REQUIREMENT 1 –
List each thing that the commentary on anthropology and moral panics says there is no point in trying to offer to our floundering species.
REQUIREMENT 2 –
In the commentary on anthropology and moral panics, who asked the question "What difference does it make?"
REQUIREMENT 3 –
Continue the commentary on anthropology and moral panics from its final line.

GIVEN TEXT –

§

It's all anthropology now: Recently, we made a major announcement:
"It's all anthropology now."
By that, we meant the following:
Especially at times like these, there's no point in trying to offer facts, information or analysis to our floundering species. Especially when our species is in the grip of moral panics, our species will have no use for such proffers.
Our current moral panics mainly involve issues of "race" and gender. All you can do, at a time like this, is observe and describe the way our floundering species behaves—the way we're programmed to act.
Still, we'll try to be helpful:
In the general area of "race," we would advise our floundering species to stop believing in the concept, which is such a prominent part of "the world the slaveholders made." We expect to explore this award-winning idea this year, building from Professor Gates' question last fall:
"What difference does it make?"

§

DATASET EXTRACT –
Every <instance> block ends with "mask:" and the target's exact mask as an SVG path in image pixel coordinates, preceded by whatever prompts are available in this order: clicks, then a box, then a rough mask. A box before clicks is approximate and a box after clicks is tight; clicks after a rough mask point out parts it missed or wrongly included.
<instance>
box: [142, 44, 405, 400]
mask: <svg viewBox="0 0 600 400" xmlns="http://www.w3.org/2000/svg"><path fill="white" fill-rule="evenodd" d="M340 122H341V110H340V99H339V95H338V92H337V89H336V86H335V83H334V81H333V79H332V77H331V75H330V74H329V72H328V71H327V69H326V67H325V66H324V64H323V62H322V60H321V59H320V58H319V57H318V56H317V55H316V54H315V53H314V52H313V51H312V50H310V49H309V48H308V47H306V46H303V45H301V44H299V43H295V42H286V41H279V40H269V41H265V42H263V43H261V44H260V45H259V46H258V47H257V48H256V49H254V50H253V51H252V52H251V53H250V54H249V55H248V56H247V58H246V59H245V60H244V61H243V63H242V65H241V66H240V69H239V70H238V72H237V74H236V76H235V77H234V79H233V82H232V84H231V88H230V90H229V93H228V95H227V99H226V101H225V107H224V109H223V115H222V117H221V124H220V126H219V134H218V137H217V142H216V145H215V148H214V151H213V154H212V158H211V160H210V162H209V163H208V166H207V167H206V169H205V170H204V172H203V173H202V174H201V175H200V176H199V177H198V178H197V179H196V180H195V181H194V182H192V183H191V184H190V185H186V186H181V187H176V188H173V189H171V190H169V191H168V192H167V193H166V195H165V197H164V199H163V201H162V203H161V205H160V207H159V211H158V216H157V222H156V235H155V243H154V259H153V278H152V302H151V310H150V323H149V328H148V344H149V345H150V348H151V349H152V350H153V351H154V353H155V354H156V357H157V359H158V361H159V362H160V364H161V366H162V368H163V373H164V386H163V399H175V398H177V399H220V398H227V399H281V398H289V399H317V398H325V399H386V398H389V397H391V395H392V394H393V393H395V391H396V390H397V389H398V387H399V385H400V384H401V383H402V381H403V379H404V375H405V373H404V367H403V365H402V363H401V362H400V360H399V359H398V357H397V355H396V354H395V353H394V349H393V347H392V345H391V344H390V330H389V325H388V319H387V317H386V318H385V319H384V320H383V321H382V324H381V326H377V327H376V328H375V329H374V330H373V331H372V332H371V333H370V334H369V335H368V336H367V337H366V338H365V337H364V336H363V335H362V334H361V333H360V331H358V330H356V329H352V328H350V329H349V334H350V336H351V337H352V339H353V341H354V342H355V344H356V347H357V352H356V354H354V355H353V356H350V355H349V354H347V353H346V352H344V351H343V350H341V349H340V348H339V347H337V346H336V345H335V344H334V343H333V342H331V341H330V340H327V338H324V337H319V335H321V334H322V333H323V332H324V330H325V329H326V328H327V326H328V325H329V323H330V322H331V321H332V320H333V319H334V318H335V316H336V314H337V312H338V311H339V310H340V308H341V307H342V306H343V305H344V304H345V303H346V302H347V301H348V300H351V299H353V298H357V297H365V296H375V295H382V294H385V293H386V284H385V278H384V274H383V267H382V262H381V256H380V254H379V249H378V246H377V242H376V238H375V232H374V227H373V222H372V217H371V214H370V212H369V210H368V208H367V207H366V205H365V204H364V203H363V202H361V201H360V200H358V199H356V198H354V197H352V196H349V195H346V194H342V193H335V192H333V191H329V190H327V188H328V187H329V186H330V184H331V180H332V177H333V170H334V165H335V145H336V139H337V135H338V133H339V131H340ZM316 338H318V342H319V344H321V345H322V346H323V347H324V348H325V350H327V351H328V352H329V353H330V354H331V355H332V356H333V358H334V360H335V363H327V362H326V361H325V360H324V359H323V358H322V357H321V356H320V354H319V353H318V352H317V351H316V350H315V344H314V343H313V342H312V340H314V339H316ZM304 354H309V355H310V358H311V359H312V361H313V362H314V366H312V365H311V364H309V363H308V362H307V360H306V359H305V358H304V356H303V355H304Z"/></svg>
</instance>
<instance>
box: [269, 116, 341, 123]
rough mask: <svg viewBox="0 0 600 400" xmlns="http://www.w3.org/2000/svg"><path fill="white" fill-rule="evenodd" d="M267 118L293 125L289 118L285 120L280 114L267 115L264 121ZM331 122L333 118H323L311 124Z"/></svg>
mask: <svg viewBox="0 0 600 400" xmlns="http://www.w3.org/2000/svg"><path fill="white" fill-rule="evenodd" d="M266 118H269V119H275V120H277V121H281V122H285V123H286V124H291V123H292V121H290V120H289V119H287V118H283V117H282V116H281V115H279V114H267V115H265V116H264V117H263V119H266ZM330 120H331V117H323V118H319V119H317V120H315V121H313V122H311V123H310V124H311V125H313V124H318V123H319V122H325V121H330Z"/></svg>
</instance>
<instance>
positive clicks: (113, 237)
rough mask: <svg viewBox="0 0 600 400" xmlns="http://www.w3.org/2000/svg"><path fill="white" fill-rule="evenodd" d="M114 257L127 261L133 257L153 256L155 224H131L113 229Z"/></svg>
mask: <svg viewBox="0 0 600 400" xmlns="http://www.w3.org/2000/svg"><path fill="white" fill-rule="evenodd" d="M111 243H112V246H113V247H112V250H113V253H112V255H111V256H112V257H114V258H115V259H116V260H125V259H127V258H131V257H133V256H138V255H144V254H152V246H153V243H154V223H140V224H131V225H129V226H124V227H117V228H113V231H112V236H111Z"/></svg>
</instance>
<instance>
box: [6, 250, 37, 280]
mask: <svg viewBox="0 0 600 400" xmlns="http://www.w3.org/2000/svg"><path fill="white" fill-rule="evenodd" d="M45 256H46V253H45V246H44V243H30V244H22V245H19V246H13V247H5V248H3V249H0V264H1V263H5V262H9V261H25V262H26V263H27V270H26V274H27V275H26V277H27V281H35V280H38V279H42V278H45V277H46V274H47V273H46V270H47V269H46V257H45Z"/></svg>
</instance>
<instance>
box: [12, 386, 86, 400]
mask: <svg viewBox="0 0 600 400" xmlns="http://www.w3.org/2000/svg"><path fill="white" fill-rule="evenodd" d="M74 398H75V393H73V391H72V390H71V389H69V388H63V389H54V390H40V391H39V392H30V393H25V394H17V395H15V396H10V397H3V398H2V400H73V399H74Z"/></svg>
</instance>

§

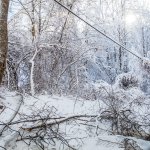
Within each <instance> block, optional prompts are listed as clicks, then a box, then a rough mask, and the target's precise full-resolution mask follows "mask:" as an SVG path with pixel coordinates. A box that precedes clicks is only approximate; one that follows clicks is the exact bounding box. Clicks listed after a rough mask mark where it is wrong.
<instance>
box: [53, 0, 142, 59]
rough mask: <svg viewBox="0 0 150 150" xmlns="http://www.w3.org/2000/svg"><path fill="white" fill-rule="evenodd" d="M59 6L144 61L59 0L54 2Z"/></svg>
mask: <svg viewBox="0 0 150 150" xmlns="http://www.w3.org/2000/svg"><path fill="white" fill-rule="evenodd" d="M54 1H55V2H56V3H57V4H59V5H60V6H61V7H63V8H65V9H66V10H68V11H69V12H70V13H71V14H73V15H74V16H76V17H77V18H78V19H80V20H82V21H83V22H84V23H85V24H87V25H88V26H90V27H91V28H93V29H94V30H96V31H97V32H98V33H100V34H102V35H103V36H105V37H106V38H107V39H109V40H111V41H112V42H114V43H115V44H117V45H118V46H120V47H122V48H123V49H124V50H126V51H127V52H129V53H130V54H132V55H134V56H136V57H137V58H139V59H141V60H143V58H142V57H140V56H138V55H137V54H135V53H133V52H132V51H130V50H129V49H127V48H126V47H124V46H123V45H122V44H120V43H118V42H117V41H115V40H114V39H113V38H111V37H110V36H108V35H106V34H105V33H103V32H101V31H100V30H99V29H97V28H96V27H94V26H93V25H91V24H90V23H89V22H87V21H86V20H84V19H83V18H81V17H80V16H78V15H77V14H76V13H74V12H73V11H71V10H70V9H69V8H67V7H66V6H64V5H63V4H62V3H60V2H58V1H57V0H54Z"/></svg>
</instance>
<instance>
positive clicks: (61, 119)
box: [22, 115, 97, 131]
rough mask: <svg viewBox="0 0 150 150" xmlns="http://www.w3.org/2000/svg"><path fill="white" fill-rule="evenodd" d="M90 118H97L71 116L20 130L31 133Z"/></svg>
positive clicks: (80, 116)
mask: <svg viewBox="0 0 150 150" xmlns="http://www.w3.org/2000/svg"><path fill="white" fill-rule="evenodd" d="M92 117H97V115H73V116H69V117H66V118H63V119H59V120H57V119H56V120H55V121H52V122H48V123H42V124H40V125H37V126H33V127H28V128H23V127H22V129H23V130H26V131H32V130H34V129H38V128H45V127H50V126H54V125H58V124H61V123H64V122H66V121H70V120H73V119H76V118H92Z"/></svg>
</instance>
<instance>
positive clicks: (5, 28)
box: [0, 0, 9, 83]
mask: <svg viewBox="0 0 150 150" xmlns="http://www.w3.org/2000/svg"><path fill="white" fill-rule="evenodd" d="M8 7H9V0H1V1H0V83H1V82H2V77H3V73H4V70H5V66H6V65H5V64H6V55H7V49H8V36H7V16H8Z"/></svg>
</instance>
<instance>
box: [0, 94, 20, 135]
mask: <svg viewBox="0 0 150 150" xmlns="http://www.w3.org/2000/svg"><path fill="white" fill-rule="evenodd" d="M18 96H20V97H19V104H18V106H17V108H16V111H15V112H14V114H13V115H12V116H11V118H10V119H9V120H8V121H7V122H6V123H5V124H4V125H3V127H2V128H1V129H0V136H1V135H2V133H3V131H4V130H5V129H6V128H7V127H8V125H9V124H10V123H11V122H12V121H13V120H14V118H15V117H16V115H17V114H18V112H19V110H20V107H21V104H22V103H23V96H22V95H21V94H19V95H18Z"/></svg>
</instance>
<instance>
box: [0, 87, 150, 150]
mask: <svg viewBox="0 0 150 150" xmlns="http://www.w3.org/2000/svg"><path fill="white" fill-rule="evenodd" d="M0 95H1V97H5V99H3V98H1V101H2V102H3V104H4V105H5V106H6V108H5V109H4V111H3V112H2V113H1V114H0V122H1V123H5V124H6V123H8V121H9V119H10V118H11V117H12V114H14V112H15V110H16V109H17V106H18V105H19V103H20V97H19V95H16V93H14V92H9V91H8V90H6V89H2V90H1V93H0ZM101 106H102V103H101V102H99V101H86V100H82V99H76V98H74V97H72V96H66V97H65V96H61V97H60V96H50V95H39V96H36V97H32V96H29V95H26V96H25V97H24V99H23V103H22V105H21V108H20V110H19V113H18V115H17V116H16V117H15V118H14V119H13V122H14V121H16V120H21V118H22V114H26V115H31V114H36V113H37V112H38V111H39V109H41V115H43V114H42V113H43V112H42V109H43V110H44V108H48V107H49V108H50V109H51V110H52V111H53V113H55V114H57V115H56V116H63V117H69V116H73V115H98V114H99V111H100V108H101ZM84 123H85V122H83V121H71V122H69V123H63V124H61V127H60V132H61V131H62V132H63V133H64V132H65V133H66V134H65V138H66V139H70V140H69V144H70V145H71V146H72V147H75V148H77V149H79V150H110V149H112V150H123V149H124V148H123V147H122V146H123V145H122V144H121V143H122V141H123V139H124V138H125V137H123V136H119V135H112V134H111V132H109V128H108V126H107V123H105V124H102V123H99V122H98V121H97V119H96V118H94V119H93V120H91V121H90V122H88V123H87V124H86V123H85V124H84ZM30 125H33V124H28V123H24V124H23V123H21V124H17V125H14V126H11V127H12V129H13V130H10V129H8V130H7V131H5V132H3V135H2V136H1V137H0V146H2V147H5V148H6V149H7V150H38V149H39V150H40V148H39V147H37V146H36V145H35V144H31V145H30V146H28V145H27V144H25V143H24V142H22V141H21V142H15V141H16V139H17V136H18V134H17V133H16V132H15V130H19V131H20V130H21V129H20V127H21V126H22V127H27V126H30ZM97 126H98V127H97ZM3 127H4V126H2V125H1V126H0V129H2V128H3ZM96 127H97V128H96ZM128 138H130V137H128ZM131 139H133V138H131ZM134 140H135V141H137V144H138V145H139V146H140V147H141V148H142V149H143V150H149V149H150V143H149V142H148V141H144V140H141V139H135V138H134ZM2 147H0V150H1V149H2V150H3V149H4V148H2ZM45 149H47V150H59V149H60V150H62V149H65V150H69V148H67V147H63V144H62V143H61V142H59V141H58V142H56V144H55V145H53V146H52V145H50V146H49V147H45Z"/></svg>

§

FINAL ANSWER 1 –
Facts, information, analysis

FINAL ANSWER 2 –
Professor Gates asked it last fall.

FINAL ANSWER 3 –
In the general area of gender, we compliment the Washington Post for the three letters it ran today. The letters concern a gruesome opinion piece the paper ran in last Sunday's Outlook section—a piece which shows how horrific the "reasoning" gets at times of moral panic and cultural stampede.
Last Sunday's piece was written by Richard Morgan. In hard copy, the Post identified Morgan as "a journalist" and as "a writer in New York." Online, the Post identifies him like this:
"Richard Morgan, a freelance writer in New York, is the author of 'Born in Bedlam,' a memoir."
Morgan's piece concerned the alleged contents of Woody Allen's mind. Whatever a person may think or imagine about the contents of Allen's mind, Morgan's journalism on the topic was just horrifically awful.
It showed the instincts of our species at its most incompetent. According to experts and anthropologists, work this bad only appears at times of moral panic and cultural stampede.
We researched several of Morgan's claims, but we'll link you to the three letters and pretty much leave it at that. As a piece of analysis, Morgan's piece is amazingly bad. The fact that the Post chose to publish the piece is the most striking fact of all.
And by the way, did the Post ever choose to publish the piece! In hard copy, it ate about 80 percent of Outlook's front page. Inside the section, it ate the top two-thirds of page B4.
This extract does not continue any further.